* **INSTRUCTIONS FOR THE TASK**
The entries are to be returned exactly as written.
*** PROVIDED INFORMATION ***
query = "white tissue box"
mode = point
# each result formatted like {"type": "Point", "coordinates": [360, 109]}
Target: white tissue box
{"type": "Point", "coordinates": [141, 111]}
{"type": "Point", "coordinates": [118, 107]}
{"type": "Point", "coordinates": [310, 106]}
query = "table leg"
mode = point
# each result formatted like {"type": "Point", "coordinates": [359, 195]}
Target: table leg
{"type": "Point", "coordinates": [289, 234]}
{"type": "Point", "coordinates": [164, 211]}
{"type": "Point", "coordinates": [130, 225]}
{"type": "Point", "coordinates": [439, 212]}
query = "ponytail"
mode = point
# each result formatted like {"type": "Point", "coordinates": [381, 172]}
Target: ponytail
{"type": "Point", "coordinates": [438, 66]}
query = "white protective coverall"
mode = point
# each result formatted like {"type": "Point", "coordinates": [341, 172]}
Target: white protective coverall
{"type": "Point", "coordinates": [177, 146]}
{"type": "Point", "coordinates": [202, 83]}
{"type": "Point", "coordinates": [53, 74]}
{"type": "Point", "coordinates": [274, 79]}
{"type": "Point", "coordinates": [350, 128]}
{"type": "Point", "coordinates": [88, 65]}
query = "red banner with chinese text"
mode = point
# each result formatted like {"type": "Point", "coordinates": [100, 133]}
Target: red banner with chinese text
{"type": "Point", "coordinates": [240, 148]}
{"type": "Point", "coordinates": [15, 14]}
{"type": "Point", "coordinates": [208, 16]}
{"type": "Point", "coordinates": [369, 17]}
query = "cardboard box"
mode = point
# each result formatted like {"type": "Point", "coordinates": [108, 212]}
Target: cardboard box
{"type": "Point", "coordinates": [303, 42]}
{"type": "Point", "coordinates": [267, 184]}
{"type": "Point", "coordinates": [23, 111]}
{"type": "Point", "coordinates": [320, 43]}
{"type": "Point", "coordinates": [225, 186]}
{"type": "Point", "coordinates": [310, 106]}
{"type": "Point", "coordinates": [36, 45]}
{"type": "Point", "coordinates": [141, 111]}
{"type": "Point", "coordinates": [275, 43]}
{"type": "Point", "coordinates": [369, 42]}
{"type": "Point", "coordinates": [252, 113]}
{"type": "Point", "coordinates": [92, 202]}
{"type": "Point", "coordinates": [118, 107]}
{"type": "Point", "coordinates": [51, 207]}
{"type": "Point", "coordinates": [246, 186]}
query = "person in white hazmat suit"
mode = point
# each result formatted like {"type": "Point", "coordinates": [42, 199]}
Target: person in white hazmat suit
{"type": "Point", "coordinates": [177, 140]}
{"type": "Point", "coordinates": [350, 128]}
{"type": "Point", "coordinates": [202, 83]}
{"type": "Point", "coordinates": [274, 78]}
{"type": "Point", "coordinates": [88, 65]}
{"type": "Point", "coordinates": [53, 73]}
*** End of PROVIDED INFORMATION ***
* **OUTPUT**
query = "white tissue box"
mode = point
# each result formatted like {"type": "Point", "coordinates": [360, 109]}
Target: white tissue box
{"type": "Point", "coordinates": [141, 111]}
{"type": "Point", "coordinates": [118, 107]}
{"type": "Point", "coordinates": [310, 106]}
query = "table leg"
mode = point
# each result formatted like {"type": "Point", "coordinates": [359, 195]}
Target: table leg
{"type": "Point", "coordinates": [289, 234]}
{"type": "Point", "coordinates": [164, 211]}
{"type": "Point", "coordinates": [130, 225]}
{"type": "Point", "coordinates": [439, 212]}
query = "ponytail"
mode = point
# each result formatted like {"type": "Point", "coordinates": [381, 172]}
Target: ponytail
{"type": "Point", "coordinates": [438, 66]}
query = "white protective coverall"
mode = point
# each result formatted like {"type": "Point", "coordinates": [341, 172]}
Target: white protective coverall
{"type": "Point", "coordinates": [177, 146]}
{"type": "Point", "coordinates": [202, 83]}
{"type": "Point", "coordinates": [53, 74]}
{"type": "Point", "coordinates": [274, 79]}
{"type": "Point", "coordinates": [350, 128]}
{"type": "Point", "coordinates": [88, 65]}
query = "red banner with chinese text"
mode = point
# each result formatted like {"type": "Point", "coordinates": [100, 133]}
Target: red banner with chinese text
{"type": "Point", "coordinates": [240, 148]}
{"type": "Point", "coordinates": [15, 14]}
{"type": "Point", "coordinates": [208, 16]}
{"type": "Point", "coordinates": [369, 17]}
query = "cardboard box"
mode = point
# each result formatted like {"type": "Point", "coordinates": [108, 212]}
Target: cardboard box
{"type": "Point", "coordinates": [303, 42]}
{"type": "Point", "coordinates": [267, 184]}
{"type": "Point", "coordinates": [23, 111]}
{"type": "Point", "coordinates": [320, 43]}
{"type": "Point", "coordinates": [225, 186]}
{"type": "Point", "coordinates": [310, 106]}
{"type": "Point", "coordinates": [36, 45]}
{"type": "Point", "coordinates": [141, 111]}
{"type": "Point", "coordinates": [275, 43]}
{"type": "Point", "coordinates": [369, 42]}
{"type": "Point", "coordinates": [252, 113]}
{"type": "Point", "coordinates": [92, 202]}
{"type": "Point", "coordinates": [118, 107]}
{"type": "Point", "coordinates": [51, 207]}
{"type": "Point", "coordinates": [246, 186]}
query = "person in white hazmat suit"
mode = point
# each result formatted like {"type": "Point", "coordinates": [42, 199]}
Target: person in white hazmat suit
{"type": "Point", "coordinates": [177, 140]}
{"type": "Point", "coordinates": [350, 128]}
{"type": "Point", "coordinates": [202, 83]}
{"type": "Point", "coordinates": [274, 78]}
{"type": "Point", "coordinates": [88, 65]}
{"type": "Point", "coordinates": [53, 73]}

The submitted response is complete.